Crónica para leer
========

El de San Lorenzo Tezonco, en Iztapalapa, un vía crucis fuera de todo sagrado guión
Desde hace unos 50 años, se conmemora la crucifixión en este lado de la demarcación
Sábado 11 de abril de 2009, p. 3
Órale, que ya se le rompió el tobillo al Cristo
, fue la escueta orden que un policía de a pie le dio a un par de paramédicos que, enseguida y a paso no tan veloz, se dieron a la tarea de cumplir con su deber, fuera de todo sagrado guión.
Eran casi las 14 horas de la calurosa tarde del Viernes Santo, en la esquina de la avenida Tláhuac y el callejón de San Lorenzo, en Iztapalapa, cuando por el walkie-talkie del guardián del orden se escuchó el mensaje que daba cuenta de la lesión del principal actor de la representación, que los vecinos, del que todavía llaman el pueblo de San Lorenzo Tezonco, efectúan desde hace unos 50 años, como da cuenta más tarde otro Jesús, pero éste Morales, quien antes sólo había participado como mirón, pero ahora era parte de la logística de esta conmemoración, a la cual nunca había acudido ningún representante de los medios de comunicación.

========

Qué se pide
Prosigue la crónica sobre el vía crucis de San Lorenzo Tezonco a partir de su última oración.

Datos sin procesar
========

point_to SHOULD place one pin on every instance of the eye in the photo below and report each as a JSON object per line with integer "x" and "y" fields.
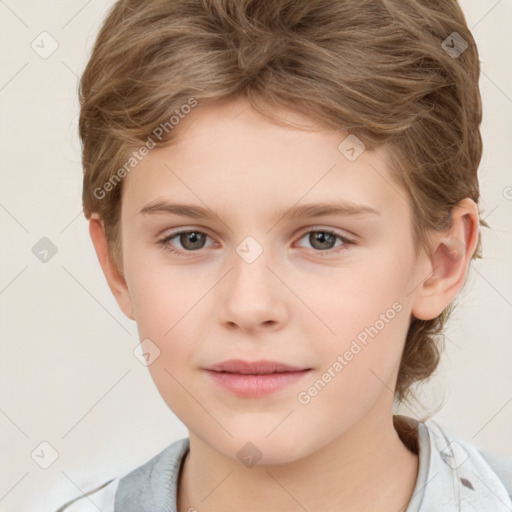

========

Respuesta
Colonos y curiosos, ajenos al percance que, pudo comprobarse después, resultó menor, ya se alineaban del lado sombreado de la calle; ancianos e infantes tomaban lugar al borde de la banqueta, armados con una fresca paleta o con su bolsa de plástico rebozante de fruta, ambos bienes conseguidos de entre el enjambre de vendedores o bien junto a la improvisada tienda, en la boca de un zaguán, junto al salón de belleza que marca una oferta de planchado de cejas gratuito al pago de 15 pesos por una depilación.
El redoble de un destemplado tambor en la pequeña explanada de la parroquia de San Lorenzo, quien –según se sabe– fue diácono y mártir, anuncia que el juicio al Rey de los Judíos está por comenzar.
Pilatos, Caifás y el resto del elenco asumen sus puestos en el improvisado templete, mero enfrente de lo que bien puede ser la competencia, a juzgar por las cifras que citan la pérdida de la feligresía católica, la Iglesia Nacional Presbiteriana El divino Salvador.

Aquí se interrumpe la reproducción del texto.